======== GEGEVEN RECORDS
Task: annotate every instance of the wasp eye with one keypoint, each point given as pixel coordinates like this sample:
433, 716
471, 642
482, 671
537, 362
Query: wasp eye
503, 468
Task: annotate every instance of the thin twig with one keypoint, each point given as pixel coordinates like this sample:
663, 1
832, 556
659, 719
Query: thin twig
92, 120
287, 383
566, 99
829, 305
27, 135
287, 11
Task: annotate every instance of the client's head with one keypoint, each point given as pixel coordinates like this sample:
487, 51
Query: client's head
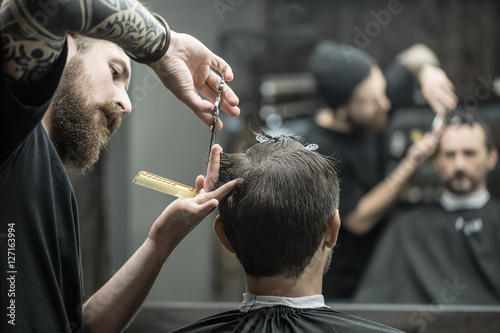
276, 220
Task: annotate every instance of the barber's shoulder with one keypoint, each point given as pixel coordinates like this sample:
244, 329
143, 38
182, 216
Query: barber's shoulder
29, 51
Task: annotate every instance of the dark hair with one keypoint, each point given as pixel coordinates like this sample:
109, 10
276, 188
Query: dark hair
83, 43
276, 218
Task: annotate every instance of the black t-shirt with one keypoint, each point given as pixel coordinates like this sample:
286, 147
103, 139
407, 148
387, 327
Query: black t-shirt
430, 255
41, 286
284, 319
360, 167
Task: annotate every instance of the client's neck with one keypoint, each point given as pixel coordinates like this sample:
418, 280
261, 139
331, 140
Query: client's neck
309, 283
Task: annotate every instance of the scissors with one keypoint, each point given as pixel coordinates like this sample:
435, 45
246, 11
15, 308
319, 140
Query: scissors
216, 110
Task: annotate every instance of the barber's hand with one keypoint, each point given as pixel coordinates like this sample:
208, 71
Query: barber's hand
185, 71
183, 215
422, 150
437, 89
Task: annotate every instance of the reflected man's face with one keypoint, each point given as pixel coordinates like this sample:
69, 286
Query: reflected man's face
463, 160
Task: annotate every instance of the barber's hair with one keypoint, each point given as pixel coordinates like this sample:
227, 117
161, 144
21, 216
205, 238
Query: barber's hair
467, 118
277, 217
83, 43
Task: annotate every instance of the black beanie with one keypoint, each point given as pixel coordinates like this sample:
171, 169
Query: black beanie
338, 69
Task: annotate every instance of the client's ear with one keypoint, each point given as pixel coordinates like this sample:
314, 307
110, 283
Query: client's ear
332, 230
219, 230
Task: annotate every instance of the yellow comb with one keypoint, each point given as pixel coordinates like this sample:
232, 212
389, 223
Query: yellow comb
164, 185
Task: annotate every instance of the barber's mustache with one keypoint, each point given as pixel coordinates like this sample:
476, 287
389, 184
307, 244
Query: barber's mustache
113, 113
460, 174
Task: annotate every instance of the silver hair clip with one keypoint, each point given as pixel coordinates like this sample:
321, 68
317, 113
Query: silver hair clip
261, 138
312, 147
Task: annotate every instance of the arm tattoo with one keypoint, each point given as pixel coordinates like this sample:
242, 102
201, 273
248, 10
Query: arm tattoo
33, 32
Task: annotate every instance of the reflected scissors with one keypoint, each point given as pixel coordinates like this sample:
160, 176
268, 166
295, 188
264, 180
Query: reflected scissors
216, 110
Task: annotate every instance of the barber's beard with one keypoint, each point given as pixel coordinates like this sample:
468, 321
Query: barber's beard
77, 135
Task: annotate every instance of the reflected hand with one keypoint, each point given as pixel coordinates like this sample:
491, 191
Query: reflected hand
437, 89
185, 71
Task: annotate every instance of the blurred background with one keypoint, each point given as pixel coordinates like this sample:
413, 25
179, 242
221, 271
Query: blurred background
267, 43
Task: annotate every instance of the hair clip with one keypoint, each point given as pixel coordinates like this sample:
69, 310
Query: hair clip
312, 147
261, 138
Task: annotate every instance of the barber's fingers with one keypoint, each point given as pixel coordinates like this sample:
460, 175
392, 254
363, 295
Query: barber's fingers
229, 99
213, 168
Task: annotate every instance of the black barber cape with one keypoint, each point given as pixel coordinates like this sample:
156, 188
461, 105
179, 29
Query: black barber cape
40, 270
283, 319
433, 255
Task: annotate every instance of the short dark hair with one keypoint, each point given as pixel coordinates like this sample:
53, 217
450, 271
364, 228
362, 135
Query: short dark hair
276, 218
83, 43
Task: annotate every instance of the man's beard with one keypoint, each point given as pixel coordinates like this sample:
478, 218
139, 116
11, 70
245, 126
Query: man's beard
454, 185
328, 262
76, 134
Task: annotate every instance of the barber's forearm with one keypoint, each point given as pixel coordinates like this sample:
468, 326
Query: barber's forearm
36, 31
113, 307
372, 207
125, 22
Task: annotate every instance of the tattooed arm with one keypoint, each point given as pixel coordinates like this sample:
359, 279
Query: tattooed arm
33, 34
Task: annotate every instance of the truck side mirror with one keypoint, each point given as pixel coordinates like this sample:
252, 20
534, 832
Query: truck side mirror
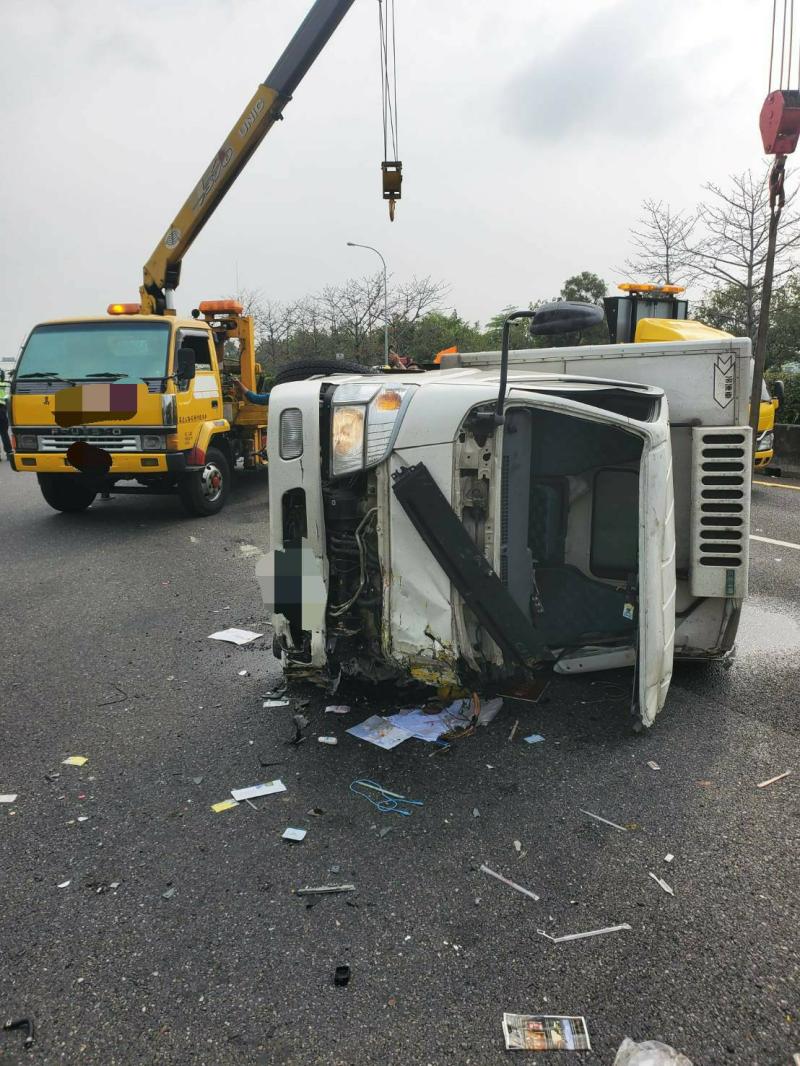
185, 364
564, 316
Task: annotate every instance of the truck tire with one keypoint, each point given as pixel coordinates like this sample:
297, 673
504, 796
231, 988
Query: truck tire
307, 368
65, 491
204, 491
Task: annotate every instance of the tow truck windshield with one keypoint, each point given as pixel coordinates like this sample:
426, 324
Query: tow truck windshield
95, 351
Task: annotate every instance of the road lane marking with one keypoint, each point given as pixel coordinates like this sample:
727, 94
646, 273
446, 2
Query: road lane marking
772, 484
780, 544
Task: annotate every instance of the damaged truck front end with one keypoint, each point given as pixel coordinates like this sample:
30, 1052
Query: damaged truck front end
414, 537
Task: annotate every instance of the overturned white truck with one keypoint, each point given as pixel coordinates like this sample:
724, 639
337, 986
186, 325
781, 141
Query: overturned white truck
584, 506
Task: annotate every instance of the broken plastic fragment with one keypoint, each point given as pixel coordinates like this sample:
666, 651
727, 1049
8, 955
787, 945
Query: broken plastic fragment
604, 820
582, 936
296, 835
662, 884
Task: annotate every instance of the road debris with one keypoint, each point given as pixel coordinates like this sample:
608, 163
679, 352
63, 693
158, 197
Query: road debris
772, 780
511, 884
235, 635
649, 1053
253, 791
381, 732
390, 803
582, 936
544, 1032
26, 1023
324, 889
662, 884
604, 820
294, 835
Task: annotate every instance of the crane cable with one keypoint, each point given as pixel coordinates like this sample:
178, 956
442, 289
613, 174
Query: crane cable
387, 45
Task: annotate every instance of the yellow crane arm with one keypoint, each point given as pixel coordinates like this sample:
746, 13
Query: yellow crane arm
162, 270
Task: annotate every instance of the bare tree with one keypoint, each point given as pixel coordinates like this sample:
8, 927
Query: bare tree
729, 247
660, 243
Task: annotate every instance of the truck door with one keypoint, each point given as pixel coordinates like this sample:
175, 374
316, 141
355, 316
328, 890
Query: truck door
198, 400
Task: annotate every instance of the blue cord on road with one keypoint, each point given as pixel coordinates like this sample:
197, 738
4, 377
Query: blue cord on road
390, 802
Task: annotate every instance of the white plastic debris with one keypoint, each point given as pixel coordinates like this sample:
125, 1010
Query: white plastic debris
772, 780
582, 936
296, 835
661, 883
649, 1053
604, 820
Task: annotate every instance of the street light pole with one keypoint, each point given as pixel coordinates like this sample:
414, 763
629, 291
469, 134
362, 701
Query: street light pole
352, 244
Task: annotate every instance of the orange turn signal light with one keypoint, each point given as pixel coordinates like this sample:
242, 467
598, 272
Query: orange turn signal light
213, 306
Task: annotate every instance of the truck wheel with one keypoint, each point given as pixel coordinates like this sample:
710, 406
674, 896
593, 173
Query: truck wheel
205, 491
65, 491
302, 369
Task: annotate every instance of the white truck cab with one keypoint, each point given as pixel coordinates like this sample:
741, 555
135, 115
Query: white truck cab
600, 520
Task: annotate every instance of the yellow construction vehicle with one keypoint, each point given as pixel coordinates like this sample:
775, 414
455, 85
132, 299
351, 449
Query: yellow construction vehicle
================
OPDRACHT - Geef alle regels van de regel met "Task: annotate every instance of the white truck" tot en met het einde van de records volledig opnieuw weer. Schaal daarbij alleen de coördinaten in de antwoorden door ze met 0,5 te vermenigvuldigen en af te ronden op hele getallen (halven naar boven), en laat alle andere getallen ongewijzigd.

UITGEWERKTE OPDRACHT -
Task: annotate every instance of the white truck cab with one keypoint, each point given as pixel coordinates like this sample:
741, 555
135, 115
Query: white truck cab
300, 260
Task: annotate every instance of the yellow construction vehicle with one keypoint, each point given as pixel coordinates like this sample:
775, 414
455, 85
132, 299
351, 449
Query: yellow construction vehicle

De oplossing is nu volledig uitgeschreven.